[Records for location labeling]
⟨
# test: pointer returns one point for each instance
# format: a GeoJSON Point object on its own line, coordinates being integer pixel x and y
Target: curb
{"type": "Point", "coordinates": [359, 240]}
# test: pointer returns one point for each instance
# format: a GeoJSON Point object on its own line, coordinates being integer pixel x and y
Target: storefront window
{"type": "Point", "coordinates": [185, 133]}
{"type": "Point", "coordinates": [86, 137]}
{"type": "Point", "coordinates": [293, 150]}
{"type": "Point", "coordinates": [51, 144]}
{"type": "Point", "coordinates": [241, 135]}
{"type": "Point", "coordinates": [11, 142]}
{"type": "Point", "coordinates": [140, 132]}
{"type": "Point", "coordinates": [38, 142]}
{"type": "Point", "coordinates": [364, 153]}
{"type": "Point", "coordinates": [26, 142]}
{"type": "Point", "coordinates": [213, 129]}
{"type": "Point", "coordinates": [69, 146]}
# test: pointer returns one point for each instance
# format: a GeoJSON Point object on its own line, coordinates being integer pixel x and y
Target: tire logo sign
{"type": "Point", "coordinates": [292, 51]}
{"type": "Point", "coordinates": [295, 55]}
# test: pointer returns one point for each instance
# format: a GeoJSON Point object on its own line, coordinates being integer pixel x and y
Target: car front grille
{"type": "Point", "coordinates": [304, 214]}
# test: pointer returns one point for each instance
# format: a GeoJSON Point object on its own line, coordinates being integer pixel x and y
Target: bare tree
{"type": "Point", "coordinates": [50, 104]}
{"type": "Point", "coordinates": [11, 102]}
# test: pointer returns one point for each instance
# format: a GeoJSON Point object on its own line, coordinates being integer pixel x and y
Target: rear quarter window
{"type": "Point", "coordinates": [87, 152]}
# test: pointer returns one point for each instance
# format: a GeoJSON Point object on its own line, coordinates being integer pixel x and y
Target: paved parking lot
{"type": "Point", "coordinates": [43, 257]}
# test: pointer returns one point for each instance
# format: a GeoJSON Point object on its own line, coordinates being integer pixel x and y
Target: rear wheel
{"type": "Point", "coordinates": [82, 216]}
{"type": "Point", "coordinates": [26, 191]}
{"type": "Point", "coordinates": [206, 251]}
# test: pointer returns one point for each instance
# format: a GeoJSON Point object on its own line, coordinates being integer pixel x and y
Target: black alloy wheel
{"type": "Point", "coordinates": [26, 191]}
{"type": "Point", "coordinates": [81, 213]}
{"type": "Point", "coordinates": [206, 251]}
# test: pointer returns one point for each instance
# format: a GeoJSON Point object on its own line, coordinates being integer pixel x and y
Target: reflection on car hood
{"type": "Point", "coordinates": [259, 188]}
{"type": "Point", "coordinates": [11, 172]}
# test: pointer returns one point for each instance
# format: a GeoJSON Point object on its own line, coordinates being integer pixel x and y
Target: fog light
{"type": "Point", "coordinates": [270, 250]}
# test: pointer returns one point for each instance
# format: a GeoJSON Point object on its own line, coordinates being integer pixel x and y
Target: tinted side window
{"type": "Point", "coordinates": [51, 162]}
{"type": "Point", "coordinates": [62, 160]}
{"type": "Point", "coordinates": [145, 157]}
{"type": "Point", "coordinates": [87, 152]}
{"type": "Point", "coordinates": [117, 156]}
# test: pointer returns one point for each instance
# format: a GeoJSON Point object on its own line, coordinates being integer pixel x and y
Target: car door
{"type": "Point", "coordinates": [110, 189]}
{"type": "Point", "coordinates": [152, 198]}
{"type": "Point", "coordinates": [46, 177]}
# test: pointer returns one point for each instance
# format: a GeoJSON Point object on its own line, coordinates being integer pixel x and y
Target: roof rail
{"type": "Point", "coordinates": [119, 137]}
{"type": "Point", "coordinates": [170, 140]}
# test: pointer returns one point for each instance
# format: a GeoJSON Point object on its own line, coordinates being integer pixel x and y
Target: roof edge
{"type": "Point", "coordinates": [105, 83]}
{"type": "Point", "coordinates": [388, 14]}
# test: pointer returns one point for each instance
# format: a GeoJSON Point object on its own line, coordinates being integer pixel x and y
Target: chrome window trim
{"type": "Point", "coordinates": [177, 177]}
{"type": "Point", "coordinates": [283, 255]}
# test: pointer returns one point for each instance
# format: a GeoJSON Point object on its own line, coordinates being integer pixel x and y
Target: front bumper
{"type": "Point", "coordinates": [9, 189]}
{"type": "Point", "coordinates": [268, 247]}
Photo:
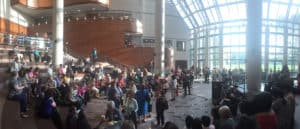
⟩
■ WHAT YOU NEED TO DO ■
How many lines in the material above contain the string "rear"? Uppercase and lowercase count as different, and the reply should be the number only.

■ ANSWER FOR THE TASK ■
2